# Need 3rd enclosure & who should go where



## Predatorhousepet (Jan 8, 2018)

(I've been lurking for a while but this is my first actual post, so I just want to say hi to everyone.)

Anyway, I have 2 well-established planted Exo Terra nano terrariums with isopods living in the substrate, one 8x8x12 and the other 8x8x8 that I had intended to eventually house a Hierodula membranacea and a Ghost Mantis once they grew large enough to leave their deli cups. However, I spontaneously bought another Ghost Mantis nymph and an Orchid Mantis nymph so now I'm going to need another enclosure eventually. (Right now all 4 are around L2/L3 size so I want to wait for at least another molt or two before they go in their final enclosures.)

I want to put the two Ghosts together in one terrarium, and of course the Orchid &amp; Hierodula will go in separate terrariums. I want to get another Exo Terra to match the other two I already have but I am unsure which size would be best, I was considering getting another 8x8x12 or a 12x12x18 for the Hierodula. I'm thinking the larger 12x12x18 size would be better when it is full grown but is it going to be too big for an L3/L4? I know Hierodulas are fairly agressive and will chase down prey so maybe it will do ok in the larger terrarium, idk. If I go with the 8x8x12 instead is that going to be ok for it as an adult? I've read they grow up to 4" and that seems like the bare minimum size it would need. HOWEVER, this is going to be a planted terrarium so the substrate takes a couple inches off of the available height, giving it more like 9.5" to 10" of airspace. Because of this I am fairly convinced the 12x12x18 is the better choice but let me know what you think.

I had originally planned to put one Ghost in the 8x8x8 terrarium (actual airspace is 6" to 6.5" in height because of the substrate) but now that I have 2 Ghosts and an Orchid where should I put them?  Should the 2 Ghosts still go in the 8x8x8 and the Orchid in the 8x8x12 or vice versa? I'd like to know your opinion on what would work best, thanks.

LISTING:
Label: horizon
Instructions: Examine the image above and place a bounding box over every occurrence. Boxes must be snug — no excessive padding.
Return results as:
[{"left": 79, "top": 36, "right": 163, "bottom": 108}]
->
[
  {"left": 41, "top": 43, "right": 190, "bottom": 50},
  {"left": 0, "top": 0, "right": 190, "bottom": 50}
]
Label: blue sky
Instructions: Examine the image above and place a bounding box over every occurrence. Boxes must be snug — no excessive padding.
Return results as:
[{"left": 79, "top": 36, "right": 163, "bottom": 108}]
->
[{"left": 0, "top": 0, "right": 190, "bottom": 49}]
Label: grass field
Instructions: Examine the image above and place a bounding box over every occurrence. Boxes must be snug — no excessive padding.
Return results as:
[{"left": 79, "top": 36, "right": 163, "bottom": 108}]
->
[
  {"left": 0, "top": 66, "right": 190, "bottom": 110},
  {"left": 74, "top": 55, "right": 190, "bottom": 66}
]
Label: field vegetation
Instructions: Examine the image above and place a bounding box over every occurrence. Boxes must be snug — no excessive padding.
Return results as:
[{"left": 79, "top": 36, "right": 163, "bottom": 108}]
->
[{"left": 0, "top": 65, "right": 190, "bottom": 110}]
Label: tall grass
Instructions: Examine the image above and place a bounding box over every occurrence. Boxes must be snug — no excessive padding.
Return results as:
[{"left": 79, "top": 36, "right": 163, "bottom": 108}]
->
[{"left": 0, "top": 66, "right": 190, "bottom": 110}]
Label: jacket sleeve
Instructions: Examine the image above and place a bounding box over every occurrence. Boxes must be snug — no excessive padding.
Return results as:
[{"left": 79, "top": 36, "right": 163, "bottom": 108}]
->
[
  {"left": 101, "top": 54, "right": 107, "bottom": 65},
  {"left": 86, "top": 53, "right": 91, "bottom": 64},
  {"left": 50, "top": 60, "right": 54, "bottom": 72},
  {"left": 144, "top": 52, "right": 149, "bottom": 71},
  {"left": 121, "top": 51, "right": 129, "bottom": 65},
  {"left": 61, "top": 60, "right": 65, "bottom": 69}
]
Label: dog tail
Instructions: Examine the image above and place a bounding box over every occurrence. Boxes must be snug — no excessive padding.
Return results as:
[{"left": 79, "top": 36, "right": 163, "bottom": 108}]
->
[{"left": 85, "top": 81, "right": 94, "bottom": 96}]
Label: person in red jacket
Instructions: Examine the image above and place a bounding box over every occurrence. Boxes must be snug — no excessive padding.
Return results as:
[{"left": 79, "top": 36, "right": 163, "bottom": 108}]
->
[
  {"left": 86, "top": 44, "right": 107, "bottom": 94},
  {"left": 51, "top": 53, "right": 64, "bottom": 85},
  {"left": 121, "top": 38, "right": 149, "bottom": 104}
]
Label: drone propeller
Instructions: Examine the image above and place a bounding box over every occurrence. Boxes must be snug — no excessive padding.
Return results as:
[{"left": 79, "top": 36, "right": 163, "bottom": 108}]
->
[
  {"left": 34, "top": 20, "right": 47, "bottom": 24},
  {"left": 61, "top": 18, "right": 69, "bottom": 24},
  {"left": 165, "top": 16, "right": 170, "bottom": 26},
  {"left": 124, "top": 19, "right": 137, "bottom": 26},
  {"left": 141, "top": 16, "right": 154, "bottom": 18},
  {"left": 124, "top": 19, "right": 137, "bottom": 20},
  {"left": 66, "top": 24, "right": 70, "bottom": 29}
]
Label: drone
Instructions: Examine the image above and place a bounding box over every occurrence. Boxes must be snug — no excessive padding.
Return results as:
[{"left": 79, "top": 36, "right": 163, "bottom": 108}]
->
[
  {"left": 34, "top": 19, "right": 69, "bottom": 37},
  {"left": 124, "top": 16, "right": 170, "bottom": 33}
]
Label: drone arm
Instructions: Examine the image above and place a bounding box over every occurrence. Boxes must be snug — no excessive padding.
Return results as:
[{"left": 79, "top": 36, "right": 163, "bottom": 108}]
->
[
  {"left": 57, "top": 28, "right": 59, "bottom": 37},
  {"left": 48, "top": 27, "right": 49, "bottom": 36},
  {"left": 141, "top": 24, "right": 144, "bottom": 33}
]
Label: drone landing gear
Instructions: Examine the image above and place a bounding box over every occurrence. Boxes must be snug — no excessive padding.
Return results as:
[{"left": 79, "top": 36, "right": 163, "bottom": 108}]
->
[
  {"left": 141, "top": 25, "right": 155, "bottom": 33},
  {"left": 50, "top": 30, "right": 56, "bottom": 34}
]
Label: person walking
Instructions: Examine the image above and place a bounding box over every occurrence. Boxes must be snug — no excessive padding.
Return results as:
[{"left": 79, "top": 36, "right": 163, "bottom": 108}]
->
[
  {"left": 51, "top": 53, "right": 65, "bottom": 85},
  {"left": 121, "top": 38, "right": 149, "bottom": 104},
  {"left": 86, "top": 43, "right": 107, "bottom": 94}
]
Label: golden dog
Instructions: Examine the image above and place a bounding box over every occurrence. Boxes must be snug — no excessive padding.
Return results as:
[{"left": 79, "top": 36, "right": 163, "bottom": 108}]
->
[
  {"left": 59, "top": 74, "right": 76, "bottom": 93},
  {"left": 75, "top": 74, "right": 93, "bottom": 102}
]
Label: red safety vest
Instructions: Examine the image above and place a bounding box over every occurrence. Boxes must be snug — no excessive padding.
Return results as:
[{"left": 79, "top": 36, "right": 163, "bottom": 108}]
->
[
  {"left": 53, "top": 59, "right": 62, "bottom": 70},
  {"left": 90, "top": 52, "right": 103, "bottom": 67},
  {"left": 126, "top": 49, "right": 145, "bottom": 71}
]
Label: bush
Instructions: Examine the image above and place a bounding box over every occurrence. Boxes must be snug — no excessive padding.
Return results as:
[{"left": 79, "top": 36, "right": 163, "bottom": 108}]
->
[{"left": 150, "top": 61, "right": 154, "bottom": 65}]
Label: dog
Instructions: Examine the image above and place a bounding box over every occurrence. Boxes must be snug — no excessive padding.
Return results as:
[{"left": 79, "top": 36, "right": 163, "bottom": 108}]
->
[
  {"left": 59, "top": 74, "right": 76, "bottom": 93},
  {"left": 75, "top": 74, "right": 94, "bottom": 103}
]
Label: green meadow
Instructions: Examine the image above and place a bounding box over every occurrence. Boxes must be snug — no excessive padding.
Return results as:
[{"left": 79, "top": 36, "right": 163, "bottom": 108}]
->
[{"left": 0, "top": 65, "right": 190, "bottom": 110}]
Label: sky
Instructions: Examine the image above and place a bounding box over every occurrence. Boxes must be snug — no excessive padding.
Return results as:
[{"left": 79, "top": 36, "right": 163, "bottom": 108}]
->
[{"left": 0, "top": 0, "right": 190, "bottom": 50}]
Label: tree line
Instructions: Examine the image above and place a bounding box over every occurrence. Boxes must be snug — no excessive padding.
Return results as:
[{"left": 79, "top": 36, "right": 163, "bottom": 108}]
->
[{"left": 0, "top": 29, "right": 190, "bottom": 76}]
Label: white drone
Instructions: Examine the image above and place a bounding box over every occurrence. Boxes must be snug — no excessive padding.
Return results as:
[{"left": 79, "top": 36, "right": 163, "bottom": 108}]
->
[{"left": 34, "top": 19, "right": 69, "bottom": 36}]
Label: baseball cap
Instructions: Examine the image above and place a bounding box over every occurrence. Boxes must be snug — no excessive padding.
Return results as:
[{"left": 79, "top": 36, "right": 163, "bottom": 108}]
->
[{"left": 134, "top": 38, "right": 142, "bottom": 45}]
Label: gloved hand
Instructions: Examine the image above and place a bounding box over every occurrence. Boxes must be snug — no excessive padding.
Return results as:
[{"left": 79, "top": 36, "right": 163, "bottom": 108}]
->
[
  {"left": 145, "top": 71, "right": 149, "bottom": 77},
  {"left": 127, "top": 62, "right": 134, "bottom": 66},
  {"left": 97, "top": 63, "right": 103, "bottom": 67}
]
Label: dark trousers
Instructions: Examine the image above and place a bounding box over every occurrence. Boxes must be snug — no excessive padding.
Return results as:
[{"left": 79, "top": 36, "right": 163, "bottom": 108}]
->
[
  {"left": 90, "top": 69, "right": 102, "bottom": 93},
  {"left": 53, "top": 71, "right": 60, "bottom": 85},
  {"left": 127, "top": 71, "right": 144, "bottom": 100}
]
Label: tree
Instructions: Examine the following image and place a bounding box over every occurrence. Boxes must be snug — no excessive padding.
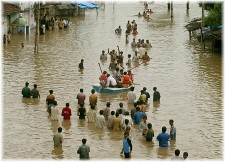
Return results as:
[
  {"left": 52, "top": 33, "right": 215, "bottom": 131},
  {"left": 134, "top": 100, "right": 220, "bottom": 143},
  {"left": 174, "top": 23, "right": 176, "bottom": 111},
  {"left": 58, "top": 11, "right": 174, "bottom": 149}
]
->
[{"left": 199, "top": 3, "right": 223, "bottom": 29}]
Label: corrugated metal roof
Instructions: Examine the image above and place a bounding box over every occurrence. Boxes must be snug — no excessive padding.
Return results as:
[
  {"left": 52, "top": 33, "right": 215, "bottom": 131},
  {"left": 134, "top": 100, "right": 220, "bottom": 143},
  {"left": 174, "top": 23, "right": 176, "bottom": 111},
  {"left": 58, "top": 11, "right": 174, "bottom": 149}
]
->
[{"left": 3, "top": 3, "right": 21, "bottom": 15}]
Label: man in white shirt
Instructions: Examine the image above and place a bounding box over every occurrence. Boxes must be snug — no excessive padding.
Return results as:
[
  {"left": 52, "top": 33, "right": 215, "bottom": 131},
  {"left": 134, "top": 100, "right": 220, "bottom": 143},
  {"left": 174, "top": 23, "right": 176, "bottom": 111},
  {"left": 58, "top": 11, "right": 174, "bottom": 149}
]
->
[
  {"left": 87, "top": 105, "right": 97, "bottom": 123},
  {"left": 127, "top": 87, "right": 136, "bottom": 104},
  {"left": 51, "top": 101, "right": 60, "bottom": 120},
  {"left": 106, "top": 74, "right": 117, "bottom": 88},
  {"left": 138, "top": 46, "right": 146, "bottom": 58},
  {"left": 53, "top": 127, "right": 63, "bottom": 147},
  {"left": 171, "top": 149, "right": 184, "bottom": 161},
  {"left": 95, "top": 110, "right": 105, "bottom": 128}
]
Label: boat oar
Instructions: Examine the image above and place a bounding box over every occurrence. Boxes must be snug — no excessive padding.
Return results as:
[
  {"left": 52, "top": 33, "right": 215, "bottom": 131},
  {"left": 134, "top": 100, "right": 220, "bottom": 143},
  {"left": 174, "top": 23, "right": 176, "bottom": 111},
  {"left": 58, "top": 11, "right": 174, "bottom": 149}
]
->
[
  {"left": 127, "top": 61, "right": 145, "bottom": 71},
  {"left": 98, "top": 63, "right": 102, "bottom": 73},
  {"left": 117, "top": 45, "right": 120, "bottom": 54},
  {"left": 98, "top": 63, "right": 103, "bottom": 93}
]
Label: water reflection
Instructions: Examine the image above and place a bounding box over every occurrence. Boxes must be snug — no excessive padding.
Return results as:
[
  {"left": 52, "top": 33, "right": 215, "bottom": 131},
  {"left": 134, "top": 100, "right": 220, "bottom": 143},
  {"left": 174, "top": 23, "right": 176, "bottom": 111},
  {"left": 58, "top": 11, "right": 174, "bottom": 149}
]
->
[
  {"left": 157, "top": 147, "right": 171, "bottom": 159},
  {"left": 62, "top": 120, "right": 71, "bottom": 133},
  {"left": 52, "top": 146, "right": 64, "bottom": 159}
]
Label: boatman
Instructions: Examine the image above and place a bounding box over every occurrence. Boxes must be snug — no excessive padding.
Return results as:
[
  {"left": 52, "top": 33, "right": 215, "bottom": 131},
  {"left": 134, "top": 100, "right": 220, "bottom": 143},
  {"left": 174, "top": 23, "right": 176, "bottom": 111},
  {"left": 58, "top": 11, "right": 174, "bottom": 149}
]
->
[
  {"left": 119, "top": 71, "right": 132, "bottom": 88},
  {"left": 115, "top": 26, "right": 122, "bottom": 34},
  {"left": 106, "top": 74, "right": 117, "bottom": 88},
  {"left": 99, "top": 71, "right": 107, "bottom": 87},
  {"left": 79, "top": 59, "right": 84, "bottom": 70}
]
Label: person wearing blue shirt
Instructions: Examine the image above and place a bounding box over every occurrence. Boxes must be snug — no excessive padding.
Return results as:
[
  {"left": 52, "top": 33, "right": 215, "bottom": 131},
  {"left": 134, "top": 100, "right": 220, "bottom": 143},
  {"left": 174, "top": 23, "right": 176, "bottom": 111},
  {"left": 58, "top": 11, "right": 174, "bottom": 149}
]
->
[
  {"left": 134, "top": 107, "right": 144, "bottom": 124},
  {"left": 169, "top": 119, "right": 176, "bottom": 140},
  {"left": 120, "top": 132, "right": 132, "bottom": 158},
  {"left": 156, "top": 126, "right": 170, "bottom": 147}
]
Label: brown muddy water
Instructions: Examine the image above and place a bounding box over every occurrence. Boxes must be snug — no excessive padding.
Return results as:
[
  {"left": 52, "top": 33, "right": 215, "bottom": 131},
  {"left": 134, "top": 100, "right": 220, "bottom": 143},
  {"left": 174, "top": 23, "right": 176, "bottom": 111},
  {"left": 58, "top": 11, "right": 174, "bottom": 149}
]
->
[{"left": 2, "top": 2, "right": 223, "bottom": 160}]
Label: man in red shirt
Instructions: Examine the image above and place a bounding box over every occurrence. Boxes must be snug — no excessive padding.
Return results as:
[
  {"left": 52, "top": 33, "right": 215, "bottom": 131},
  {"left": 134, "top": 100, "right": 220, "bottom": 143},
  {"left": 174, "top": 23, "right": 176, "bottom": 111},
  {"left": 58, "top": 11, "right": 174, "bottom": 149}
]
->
[
  {"left": 77, "top": 89, "right": 86, "bottom": 105},
  {"left": 61, "top": 103, "right": 72, "bottom": 119}
]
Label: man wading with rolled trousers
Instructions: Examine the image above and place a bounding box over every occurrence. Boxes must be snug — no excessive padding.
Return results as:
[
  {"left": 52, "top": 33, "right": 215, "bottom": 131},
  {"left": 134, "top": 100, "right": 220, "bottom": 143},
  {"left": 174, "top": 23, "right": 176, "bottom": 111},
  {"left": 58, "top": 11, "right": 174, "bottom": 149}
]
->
[{"left": 120, "top": 132, "right": 132, "bottom": 158}]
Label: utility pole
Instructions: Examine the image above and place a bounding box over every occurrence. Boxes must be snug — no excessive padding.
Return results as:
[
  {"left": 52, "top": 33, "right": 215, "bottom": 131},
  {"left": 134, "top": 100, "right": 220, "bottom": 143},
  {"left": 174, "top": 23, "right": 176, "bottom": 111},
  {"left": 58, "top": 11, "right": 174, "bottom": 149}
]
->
[
  {"left": 167, "top": 1, "right": 170, "bottom": 11},
  {"left": 34, "top": 2, "right": 40, "bottom": 53},
  {"left": 201, "top": 2, "right": 205, "bottom": 42},
  {"left": 187, "top": 0, "right": 189, "bottom": 10},
  {"left": 171, "top": 0, "right": 173, "bottom": 19}
]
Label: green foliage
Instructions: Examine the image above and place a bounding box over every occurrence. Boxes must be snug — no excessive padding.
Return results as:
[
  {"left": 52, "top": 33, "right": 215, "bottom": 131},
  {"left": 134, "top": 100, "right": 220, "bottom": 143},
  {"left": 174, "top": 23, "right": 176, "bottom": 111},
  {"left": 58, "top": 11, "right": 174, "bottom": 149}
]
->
[
  {"left": 204, "top": 3, "right": 222, "bottom": 27},
  {"left": 199, "top": 2, "right": 215, "bottom": 10}
]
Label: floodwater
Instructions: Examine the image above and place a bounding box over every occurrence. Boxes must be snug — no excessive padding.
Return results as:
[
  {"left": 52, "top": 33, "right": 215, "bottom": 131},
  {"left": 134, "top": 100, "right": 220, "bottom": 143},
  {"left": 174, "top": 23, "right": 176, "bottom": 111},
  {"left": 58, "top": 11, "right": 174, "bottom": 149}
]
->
[{"left": 2, "top": 2, "right": 223, "bottom": 160}]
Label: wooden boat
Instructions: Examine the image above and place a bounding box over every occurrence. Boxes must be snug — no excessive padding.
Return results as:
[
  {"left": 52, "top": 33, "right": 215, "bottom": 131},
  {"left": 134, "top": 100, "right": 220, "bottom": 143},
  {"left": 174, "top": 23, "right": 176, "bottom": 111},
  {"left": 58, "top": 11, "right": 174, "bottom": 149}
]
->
[{"left": 92, "top": 84, "right": 130, "bottom": 94}]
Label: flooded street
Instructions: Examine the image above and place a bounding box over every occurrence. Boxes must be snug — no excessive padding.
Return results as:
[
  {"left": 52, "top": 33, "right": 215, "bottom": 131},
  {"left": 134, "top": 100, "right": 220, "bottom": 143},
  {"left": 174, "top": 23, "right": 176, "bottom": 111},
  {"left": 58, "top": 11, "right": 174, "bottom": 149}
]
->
[{"left": 2, "top": 2, "right": 223, "bottom": 160}]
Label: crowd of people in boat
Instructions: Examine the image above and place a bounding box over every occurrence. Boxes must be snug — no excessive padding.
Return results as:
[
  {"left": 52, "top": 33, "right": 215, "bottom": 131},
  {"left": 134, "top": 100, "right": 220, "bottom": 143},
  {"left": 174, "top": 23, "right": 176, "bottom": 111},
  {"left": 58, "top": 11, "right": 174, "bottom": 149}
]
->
[
  {"left": 138, "top": 9, "right": 154, "bottom": 20},
  {"left": 115, "top": 20, "right": 138, "bottom": 38},
  {"left": 40, "top": 15, "right": 71, "bottom": 34},
  {"left": 19, "top": 2, "right": 188, "bottom": 160}
]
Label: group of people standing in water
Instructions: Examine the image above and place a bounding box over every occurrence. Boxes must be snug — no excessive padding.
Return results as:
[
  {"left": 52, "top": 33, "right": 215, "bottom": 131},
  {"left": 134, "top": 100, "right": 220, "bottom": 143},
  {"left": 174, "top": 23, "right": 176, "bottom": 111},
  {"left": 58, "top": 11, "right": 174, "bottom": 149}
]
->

DIRECTION: Copy the part of the forum thread on mantis enclosures that opens with the words containing "I had originally" and closes with "work best, thanks.", word for word.

RESPONSE BELOW:
I had originally planned to put one Ghost in the 8x8x8 terrarium (actual airspace is 6" to 6.5" in height because of the substrate) but now that I have 2 Ghosts and an Orchid where should I put them?  Should the 2 Ghosts still go in the 8x8x8 and the Orchid in the 8x8x12 or vice versa? I'd like to know your opinion on what would work best, thanks.